| GIVEN PASSAGE |
-------
Alas, I'm still a working stiff, but my goal is $1M or age 45, whichever comes first! Of course, if I hit 45 and know there's no way in hell I'm going to be able to cut it, I'll force myself to keep working. Or ho myself out. :eek:
 
brewer12345 said:
Maybe capitalize pensions at 25X for inflation adjusted, 20X for non adjusted?

don't think I can change the poll answer since I've already voted, but that is my situation exactly--good pension, so don't need savings as large.
 
You stuck me from the get-go. My home equity was a major component of my asset allocation strategy and investment plan. I hold a paid for home as a sort of "bond holding" and inflation protection component.

Excluding it makes no sense in my case. Its like saying "except for cash and bonds, how much do you have?'
 
The other minor problem is that this doesnt adjust for inflation. Some people may have ER'ed 10-20 years ago when a half mil or a mil was a pretty good stash, and it appreciated to 1-2mil today. Comparing someone who ER'ed 20 years ago with a half mil and someone today at 2mil might be financially a real money wash.
-------
| EXTRACTED RECORDS |
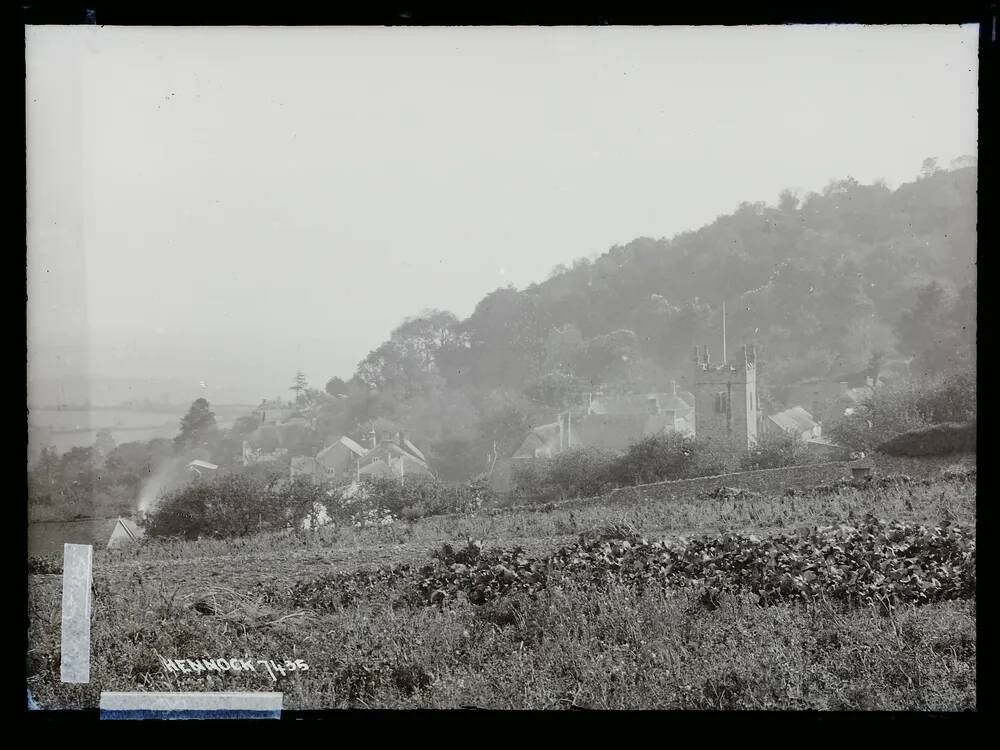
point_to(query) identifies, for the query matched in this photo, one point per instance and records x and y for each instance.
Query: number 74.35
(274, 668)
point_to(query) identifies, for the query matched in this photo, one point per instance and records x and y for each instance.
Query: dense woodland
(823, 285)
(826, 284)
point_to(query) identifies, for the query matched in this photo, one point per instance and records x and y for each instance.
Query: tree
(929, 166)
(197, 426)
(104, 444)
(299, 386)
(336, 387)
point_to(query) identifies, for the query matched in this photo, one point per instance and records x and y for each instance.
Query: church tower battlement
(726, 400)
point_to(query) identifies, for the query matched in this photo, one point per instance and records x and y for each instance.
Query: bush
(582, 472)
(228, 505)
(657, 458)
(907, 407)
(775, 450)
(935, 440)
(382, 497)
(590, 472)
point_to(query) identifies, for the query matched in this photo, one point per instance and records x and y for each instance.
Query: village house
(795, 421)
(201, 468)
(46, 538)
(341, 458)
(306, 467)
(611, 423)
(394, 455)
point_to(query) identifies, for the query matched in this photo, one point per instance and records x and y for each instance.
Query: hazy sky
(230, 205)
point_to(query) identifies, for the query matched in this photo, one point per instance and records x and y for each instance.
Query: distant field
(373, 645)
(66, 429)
-------
| WORK INSTRUCTION A |
In the forum thread, what goal does the first poster set for leaving work?
| WORK INSTRUCTION B |
Extract the stretch of the forum thread from "don't think I" through "inflation protection component.".
| WORK INSTRUCTION C |
Shorten the paragraph of the forum thread that begins "The other minor problem," keeping its main points.
This material comes from a different source than the forum thread.

| RESPONSE AREA A |
$1M or age 45, whichever comes first.

| RESPONSE AREA B |
don't think I can change the poll answer since I've already voted, but that is my situation exactly--good pension, so don't need savings as large.
 
You stuck me from the get-go. My home equity was a major component of my asset allocation strategy and investment plan. I hold a paid for home as a sort of "bond holding" and inflation protection component.

| RESPONSE AREA C |
The poll also doesn't adjust for inflation. Someone who ER'ed 10–20 years ago with half a million or a million may have grown it to $1–2 million today. So a person who ER'ed 20 years ago with half a million and someone doing it today with $2 million might be about even in real money.